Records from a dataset

★ ★ ★ ★

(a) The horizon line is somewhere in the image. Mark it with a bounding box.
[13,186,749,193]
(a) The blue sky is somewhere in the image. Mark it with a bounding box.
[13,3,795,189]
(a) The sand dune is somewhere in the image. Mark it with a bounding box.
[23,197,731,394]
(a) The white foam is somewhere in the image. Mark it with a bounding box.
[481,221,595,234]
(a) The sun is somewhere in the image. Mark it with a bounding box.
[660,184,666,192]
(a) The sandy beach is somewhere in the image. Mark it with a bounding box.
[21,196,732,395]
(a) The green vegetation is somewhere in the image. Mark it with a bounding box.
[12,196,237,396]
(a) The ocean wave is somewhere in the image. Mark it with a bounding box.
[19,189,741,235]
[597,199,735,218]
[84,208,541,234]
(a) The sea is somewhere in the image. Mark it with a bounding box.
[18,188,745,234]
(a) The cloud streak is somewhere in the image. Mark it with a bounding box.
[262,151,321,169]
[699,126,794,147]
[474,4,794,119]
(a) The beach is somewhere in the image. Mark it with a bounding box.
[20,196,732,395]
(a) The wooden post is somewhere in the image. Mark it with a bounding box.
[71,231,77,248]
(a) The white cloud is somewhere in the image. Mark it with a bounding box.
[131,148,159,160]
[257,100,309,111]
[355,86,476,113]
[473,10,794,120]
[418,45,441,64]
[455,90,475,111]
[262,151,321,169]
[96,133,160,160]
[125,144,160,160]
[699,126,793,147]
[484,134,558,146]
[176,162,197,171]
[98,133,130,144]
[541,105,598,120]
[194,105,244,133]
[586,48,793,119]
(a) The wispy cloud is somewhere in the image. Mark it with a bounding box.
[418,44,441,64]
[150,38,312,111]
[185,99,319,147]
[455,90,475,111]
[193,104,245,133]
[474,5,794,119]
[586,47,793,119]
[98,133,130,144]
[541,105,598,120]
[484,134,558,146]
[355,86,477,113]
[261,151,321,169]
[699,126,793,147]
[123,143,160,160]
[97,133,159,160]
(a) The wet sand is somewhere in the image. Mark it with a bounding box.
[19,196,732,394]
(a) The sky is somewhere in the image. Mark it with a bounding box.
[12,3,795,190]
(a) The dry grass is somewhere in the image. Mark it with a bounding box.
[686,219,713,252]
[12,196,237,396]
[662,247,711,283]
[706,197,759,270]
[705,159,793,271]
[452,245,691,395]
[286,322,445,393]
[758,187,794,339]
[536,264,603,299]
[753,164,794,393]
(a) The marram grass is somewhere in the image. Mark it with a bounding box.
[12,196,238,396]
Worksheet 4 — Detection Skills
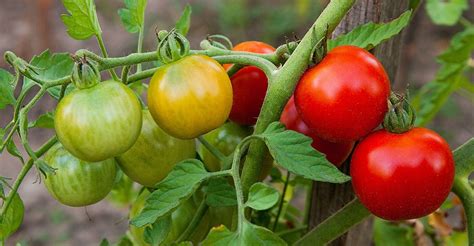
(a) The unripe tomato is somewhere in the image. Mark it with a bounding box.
[351,128,455,220]
[226,41,275,125]
[281,96,354,166]
[148,55,232,139]
[295,45,390,142]
[199,122,272,180]
[55,80,142,162]
[116,110,196,187]
[43,143,117,207]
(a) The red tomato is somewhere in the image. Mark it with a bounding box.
[294,45,390,142]
[226,41,275,125]
[350,128,455,220]
[281,96,354,166]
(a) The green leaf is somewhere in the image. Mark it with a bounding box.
[202,221,287,246]
[60,0,102,40]
[206,177,237,207]
[0,69,15,110]
[118,0,147,33]
[328,11,411,50]
[144,215,171,245]
[257,122,350,183]
[453,138,474,178]
[426,0,468,26]
[0,193,25,240]
[23,50,75,100]
[175,4,192,36]
[245,182,279,211]
[28,112,54,129]
[373,219,414,246]
[130,159,209,227]
[412,28,474,126]
[99,239,110,246]
[6,139,24,164]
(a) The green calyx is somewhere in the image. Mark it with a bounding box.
[383,92,416,134]
[71,55,100,89]
[156,29,190,64]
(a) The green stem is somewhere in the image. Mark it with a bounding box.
[177,199,209,242]
[121,65,131,84]
[198,136,226,163]
[95,34,119,80]
[272,171,290,231]
[136,27,145,73]
[127,68,157,84]
[294,199,371,246]
[213,55,277,80]
[227,64,243,77]
[452,177,474,246]
[239,0,355,197]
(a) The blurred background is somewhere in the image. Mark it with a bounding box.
[0,0,472,245]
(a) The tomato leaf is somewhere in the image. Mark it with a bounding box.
[328,11,411,50]
[60,0,102,40]
[130,159,210,227]
[426,0,468,26]
[257,122,350,183]
[245,182,279,211]
[28,112,54,129]
[6,139,24,164]
[412,27,474,126]
[373,219,415,246]
[453,138,474,178]
[0,193,25,240]
[144,215,171,245]
[202,221,287,246]
[23,50,75,100]
[99,239,110,246]
[206,177,237,207]
[0,69,15,110]
[175,4,192,36]
[118,0,147,33]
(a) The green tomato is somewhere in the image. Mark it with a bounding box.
[129,190,209,245]
[55,80,142,162]
[116,110,196,187]
[43,143,117,207]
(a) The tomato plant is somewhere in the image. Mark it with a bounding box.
[225,41,276,125]
[281,96,354,166]
[294,45,390,142]
[116,110,196,187]
[55,80,142,162]
[43,143,117,207]
[148,55,233,139]
[351,128,455,220]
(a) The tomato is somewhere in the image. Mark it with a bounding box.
[350,128,455,220]
[116,110,196,187]
[148,55,232,139]
[55,80,142,162]
[225,41,275,125]
[281,96,354,166]
[199,122,272,180]
[294,45,390,142]
[43,143,117,207]
[129,190,209,245]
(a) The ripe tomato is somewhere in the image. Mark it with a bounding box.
[43,143,117,207]
[351,128,455,220]
[55,80,142,162]
[295,45,390,142]
[281,96,354,166]
[226,41,275,125]
[116,110,196,187]
[199,122,272,180]
[148,55,232,139]
[129,190,209,245]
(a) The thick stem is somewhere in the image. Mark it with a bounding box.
[240,0,355,196]
[213,55,277,79]
[452,177,474,246]
[294,199,371,246]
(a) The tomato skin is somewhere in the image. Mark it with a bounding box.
[148,55,232,139]
[350,128,455,220]
[55,80,142,162]
[281,96,354,166]
[116,110,196,187]
[43,143,117,207]
[226,41,275,125]
[294,45,390,142]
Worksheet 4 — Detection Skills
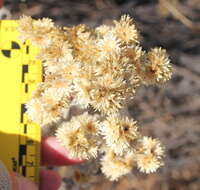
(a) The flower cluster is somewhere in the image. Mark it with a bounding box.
[18,15,172,181]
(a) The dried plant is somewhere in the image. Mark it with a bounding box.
[18,15,172,181]
[158,0,200,32]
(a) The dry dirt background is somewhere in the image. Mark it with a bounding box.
[5,0,200,189]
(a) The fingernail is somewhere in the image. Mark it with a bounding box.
[0,160,12,190]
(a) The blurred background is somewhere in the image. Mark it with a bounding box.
[1,0,200,190]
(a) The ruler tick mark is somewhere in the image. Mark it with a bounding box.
[26,46,29,54]
[22,166,26,176]
[20,104,26,123]
[24,124,27,133]
[19,145,27,165]
[25,84,28,93]
[22,65,28,82]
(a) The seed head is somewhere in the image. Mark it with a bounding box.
[56,113,99,160]
[100,115,139,155]
[136,153,163,174]
[101,150,135,181]
[114,15,139,45]
[137,47,172,85]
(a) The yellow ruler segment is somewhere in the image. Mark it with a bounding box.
[0,20,42,183]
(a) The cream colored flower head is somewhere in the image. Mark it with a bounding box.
[135,136,164,173]
[97,33,121,61]
[101,150,135,181]
[138,136,165,158]
[38,39,72,63]
[26,87,71,126]
[100,115,139,155]
[18,16,56,48]
[136,153,163,174]
[124,45,144,65]
[114,15,139,45]
[89,74,127,114]
[138,47,172,85]
[56,113,99,160]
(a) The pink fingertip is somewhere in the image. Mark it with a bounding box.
[40,169,61,190]
[41,136,83,166]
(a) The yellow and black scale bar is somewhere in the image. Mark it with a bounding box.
[0,20,42,183]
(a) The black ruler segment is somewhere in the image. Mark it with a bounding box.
[22,64,28,82]
[25,84,28,93]
[19,144,27,165]
[20,104,27,123]
[22,166,26,176]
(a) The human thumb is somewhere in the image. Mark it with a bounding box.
[0,160,37,190]
[11,173,38,190]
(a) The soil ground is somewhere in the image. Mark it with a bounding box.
[4,0,200,189]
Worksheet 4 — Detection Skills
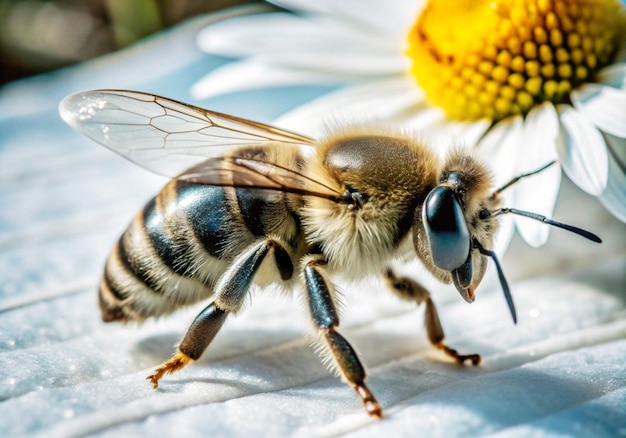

★ ★ ★ ★

Write out, word for word, the line containing "(a) The black" and each line after it to the end of the data, and nothing more. Drop the pictures.

(a) The black ruler segment is somewhere in the image. Mark it with a bounding box.
[22,64,28,82]
[25,84,28,93]
[19,144,27,165]
[20,104,27,123]
[22,166,26,176]
(a) The human thumb is somewhere in the image. Mark it with a bounding box.
[0,160,37,190]
[11,173,38,190]
(a) The soil ground is somewhere in the image. Mark it with a bounding box.
[4,0,200,189]
Worksheet 4 — Detection Skills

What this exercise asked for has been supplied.